* Extrait *
'''

Marianne Amar, historienne & Emmanuel Blanchard, politiste et historien
Pour cette rubrique, nous avons fait le choix de présenter deux projets récents ou en cours de réalisation : d’une part, le nouveau parcours permanent du Musée national de l’histoire de l’immigration, inauguré en juin dernier ; d’autre part le projet de recherche « GISTI50 », à l’occasion des 50 ans du Gisti et dont le colloque se tiendra en mars prochain. Cette actualité montre une certaine vitalité dans la fabrication de la mémoire des migrations et la diversité des acteurs impliqués (associations, musées, archives, programmes de recherche, etc.)
Photo : Vue du parcours permanent du Musée national de l’histoire de l’immigration, crédit : Anne Volery, Palais de la Porte Dorée
Histoire d’une exposition
Le 18 juin dernier, le Musée national de l’histoire de l’immigration a ouvert sa nouvelle exposition permanente dans le Palais de la porte dorée. Un « événement » dont les enjeux s’inscrivent dans un emboîtement de trois temps. Celui du récit historique pris en charge dans le parcours – de 1685 au temps présent. Celui de l’histoire du musée, imaginé dès les années 1980 et ouvert en 2007 sous le nom de Cité nationale de l’histoire de l’immigration. Celui, enfin, de la fabrique muséale : il aura fallu sept ans pour mener à bien cette nouvelle exposition. L’entreprise de rénovation, lancée en 2017, fut d’abord pensée par un comité scientifique présidé par Patrick Boucheron et autour de lui, des chercheurs, des conservateurs, des artistes. Quatre commissaires scientifiques – Delphine Diaz, Marianne Amar, Emmanuel Blanchard, Camille Schmoll – ont pris le relais pour donner corps à la réflexion collective, en lien avec l’équipe du musée et Sébastien Gökalp, commissaire général.
« Dès sa naissance, ce musée s’est construit sur le dialogue souvent fécond, parfois heurté, entre les conservateurs, les chercheurs, les migrants et les associations qui portent leurs paroles. »
Marianne Amar, historienne
Dès sa naissance, ce musée s’est construit sur le dialogue souvent fécond, parfois heurté, entre les conservateurs, les chercheurs, les migrants et les associations qui portent leurs paroles. Dans la durée, leurs places respectives n’ont pas cessé de se reconfigurer dans de subtils équilibres, mais avec une volonté partagée : faire (re)connaître l’histoire des migrations contre l’ignorance, l’invisibilité et les entreprises xénophobes. Sans rompre avec cet héritage, la nouvelle exposition fait le choix de l’ouvrir « au grand large » : dans le temps, avec une remontée de cinq siècles ; dans l’espace en épousant les variations de frontières du pays et de son empire ; dans la définition des migrations, enfin. Le récit déborde désormais de la seule immigration d’étrangers, pour brosser le tableau complexe d’une France en mouvement en intégrant traite, circulations coloniales, migrations intérieures, exils de Français.

'''

Répondez brièvement aux questions suivantes d'après l'extrait ci-dessus.
(a) À quelle occasion le projet de recherche « GISTI50 » est-il mené ?
(b) Qui présidait le comité scientifique chargé de penser la rénovation ?
(c) De combien de siècles la nouvelle exposition remonte-t-elle dans le temps ?

* Données sources *
'''

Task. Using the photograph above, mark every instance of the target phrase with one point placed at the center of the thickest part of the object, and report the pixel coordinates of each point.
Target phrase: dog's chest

'''

* Corrigé *
(a) À l'occasion des 50 ans du Gisti.
(b) Patrick Boucheron.
(c) De cinq siècles.